— Begin Page excerpt —

MMR argues that moral values are relative, I therefore take that to mean that morality is subjective. Therefore moral statements are subjectively true or false. You will notice if you check former rounds that I have constantly made the objective/subjective distinction. Emotivism acknowledges that moral statements are representative of the speakers feelings, and are not objectively true. They are still subjectively true. In addition we are not arguing over emotivism.

To summarise, my opponent stated in R1
"My position in this debate is not only is meta-ethical moral relativism unsound, it's logically incoherent. From here on out, I will refer to this position as meta-ethical relativism, and to be more precisely it's abbreviated form MMR. The following is a definition of MMR[1]:"

My opponent has failed to offer a single valid argument in support of his position, in sumary
1: My opponent has failed to demonstrate how Epistemological relativism is synonymous with MMR, and furthermore how this invalidates it.
2: My opponent has failed to demonstrate how MMR conflicts with the logical law of identity and appears to have conceded this point.
3: My opponent is now claiming that the debate is concerning emotivism.

My opponent has failed to demonstrate how MMR is unsound or logically incoherent.
Debate Round No. 3
TheSkeptic

Pro

Alas, it seems I've reached another debate in which the majority of my effort will be dedicated towards explaining a concept rather than discussing it's philosophical merit. I obviously intended for the latter, and given the contrary this irks me. Nonetheless, given that this is my last round I will be as comprehensive as possible in the hopes that it will quell most of my opponent's concerns.

====================
MMR & Emotivism
====================

"However, we have both posted definitions of MMR, these definitions have been mutually agreed upon."

What? Simply because we agreed on the definition of MMR does NOT necessarily entail you are accurately arguing for MMR, which has become evident that you are not. The entire point of me bringing up emotivism is to highlight the fact that your arguments stand in favor of emotivism, NOT MMR.

"My opponent despite being instigator has yet to attempt to meet the burden of proof for his argument that MMR is incoherent or unsound."

In my previous 2 rounds I stated how MMR is logically incoherent - the idea of certain statements (truth-apt sentences) being relative entails epistemological relativism. And given that epistemological relativism is absurd, we can deduce via modus tollens that MMR is absurd as well. The only reasonably close attempt you have made at refuting this central argument is to say the entailment doesn't follow. In response, I stated that you are confusing emotivism with MMR, thus invalidating your response. I feel like I'm doing a commentary more than a debate, but apparently I'm forced to.

"My opponent also should now indicate how the position of emotivism fails is mutually exclusive with MMR."

The relevant distinction is that MMR includes truth-apt sentences whereas emotivism does not...how is that not clear in my last round? I specifically stated the crucial difference.

— End Page excerpt —
— Begin Data for processing —

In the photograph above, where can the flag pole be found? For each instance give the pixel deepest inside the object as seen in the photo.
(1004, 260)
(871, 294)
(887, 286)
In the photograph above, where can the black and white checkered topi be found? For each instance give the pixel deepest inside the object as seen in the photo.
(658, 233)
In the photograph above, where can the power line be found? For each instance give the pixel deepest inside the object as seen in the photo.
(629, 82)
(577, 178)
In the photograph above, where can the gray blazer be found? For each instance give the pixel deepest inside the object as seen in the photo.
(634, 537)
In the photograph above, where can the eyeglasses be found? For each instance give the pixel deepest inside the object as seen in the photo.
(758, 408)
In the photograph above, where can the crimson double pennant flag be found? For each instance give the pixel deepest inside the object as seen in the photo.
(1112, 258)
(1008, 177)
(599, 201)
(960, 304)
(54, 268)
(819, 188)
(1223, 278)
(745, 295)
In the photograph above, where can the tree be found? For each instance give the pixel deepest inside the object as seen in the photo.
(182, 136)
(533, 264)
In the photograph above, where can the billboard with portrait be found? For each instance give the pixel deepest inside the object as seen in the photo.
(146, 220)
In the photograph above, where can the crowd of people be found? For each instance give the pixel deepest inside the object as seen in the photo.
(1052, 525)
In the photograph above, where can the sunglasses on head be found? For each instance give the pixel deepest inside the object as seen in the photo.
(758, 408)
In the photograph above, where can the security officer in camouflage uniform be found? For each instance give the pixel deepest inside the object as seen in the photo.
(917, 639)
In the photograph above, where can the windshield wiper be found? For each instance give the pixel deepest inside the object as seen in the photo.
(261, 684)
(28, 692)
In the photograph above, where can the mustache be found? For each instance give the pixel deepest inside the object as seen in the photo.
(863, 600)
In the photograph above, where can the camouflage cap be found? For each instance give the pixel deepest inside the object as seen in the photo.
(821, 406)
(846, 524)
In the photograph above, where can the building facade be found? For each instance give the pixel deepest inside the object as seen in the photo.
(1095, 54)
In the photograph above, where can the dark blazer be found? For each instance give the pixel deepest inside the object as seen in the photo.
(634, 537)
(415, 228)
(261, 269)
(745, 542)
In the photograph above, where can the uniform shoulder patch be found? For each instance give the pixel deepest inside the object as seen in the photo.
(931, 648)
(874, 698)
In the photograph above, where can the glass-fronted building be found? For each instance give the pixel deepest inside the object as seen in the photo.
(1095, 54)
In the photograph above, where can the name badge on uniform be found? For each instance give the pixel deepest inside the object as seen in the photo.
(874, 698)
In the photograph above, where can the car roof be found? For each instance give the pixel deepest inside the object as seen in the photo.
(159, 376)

— End Data for processing —

Short problem 1 = According to the debate excerpt, what is the relevant distinction between MMR and emotivism?
Short problem 2 = Reproduce the rows starting at the one that contains "In the photograph above, where can the car" and ending at the last row, with both ends included.
The debate excerpt and the rows were drawn from separate sources.

Output 1 = MMR includes truth-apt sentences, whereas emotivism does not.

Output 2 =
In the photograph above, where can the car roof be found? For each instance give the pixel deepest inside the object as seen in the photo.
(159, 376)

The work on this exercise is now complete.